BEGIN EXTRACTED TEXT
In order for leaves to undergo any of these three processes, they have to be held in the water for an extended period of time. The structure of a stream, from the way it curves to the distribution of riffles and pools, influences how many leaves it can capture and how long it can hold them. Most leaves travel between 0-70 meters downstream before they are trapped (Abelho, 2001).

One way leaves can be caught within a stream is by getting snagged by another one of trees’ gifts to the streams: woody debris. Woody debris can include anything from a fallen tree trunk to smaller branches. You’ve probably seen instances where a large branch fell across a stream, resulting in a backup of other branches, twigs, and leaves. This buildup is called a debris dam, and it is another important feature of a healthy stream.

A debris dam of large branches catches leaves in a stream which then host macroinvertebrates and microbes.
Left: This debris dam was formed by larger branches intersecting across the stream. Water trickles through the leaves and through a few open gaps to the sides and under the leaf build up. Right: This leaf pack hides a plethora of tiny macroinvertebrates and microbes between the folded leaves. Photos: Rebecca Lauver.

Within a debris dam, you may notice that there are a lot of leaves piled up on each other. These piles are called leaf packs and they can also occur on a smaller scale behind rocks or smaller branches in a stream. Leaf packs are hot spots of macroinvertebrate and microbial activity and are locations where leaching, conditioning, and fragmentation can occur. If you are curious to learn more about leaf packs and discover some educational tools around leaf packs, check out the Stroud Center’s website for the Leaf Pack Network!

Just as there are different mixtures of tea for human consumption, there are also different mixtures of watershed tea. The varying species of leaves falling into streams create unique mixtures for the organisms awaiting their own tea. This is another reason why encouraging native species along streams is crucial; the organisms within the stream rely on a specific tea combination that nonnative leaves can’t create.

Cranefly and stonefly larvae on submerged leaf packs.
Left: A cranefly was hiding out under a submerged leaf pack. Right: If you look closely, you can see a small stonefly within the red circle on this oak leaf. Photo: Rebecca Lauver

Different species of tree leaves also decompose in their own way. For instance, alder leaves generally decompose quickly while some species like oaks take much longer due to the chemical and physical properties of their leaves. Having a diversity of native leaves within a stream supports a diversity of organisms.
END EXTRACTED TEXT
BEGIN SUPPLIED DATA
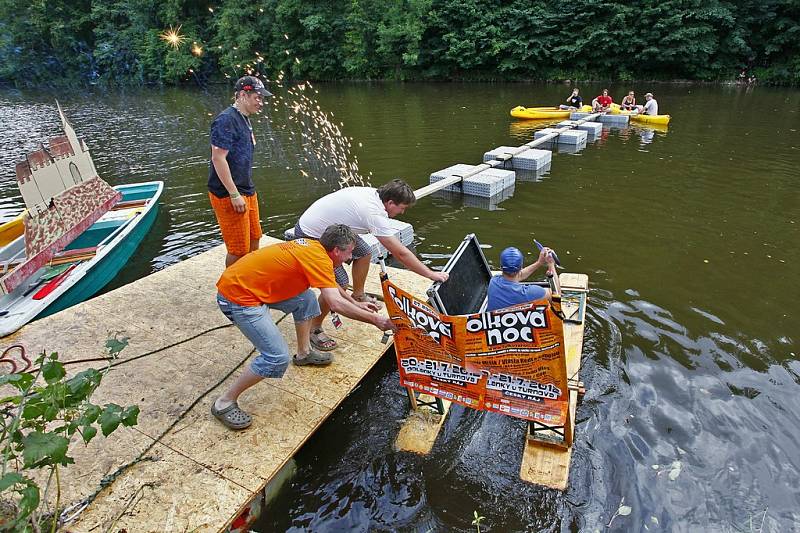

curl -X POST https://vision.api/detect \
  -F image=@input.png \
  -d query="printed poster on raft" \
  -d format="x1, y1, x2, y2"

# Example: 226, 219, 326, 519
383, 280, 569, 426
END SUPPLIED DATA
BEGIN SUPPLIED DATA
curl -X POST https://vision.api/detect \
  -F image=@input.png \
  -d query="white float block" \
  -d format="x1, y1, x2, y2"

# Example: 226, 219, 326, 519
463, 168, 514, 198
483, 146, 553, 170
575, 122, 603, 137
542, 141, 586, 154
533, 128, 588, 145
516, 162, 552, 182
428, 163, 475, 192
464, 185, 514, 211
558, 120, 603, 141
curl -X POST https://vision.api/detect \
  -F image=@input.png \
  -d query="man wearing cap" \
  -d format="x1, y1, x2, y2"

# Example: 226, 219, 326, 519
END SUPPLIED DATA
● **YOUR ASSIGNMENT**: Translate this sentence from the passage on leaves in streams into Spanish: "Woody debris can include anything from a fallen tree trunk to smaller branches."

● **TASK RESPONSE**: Los restos leñosos pueden incluir desde el tronco de un árbol caído hasta ramas más pequeñas.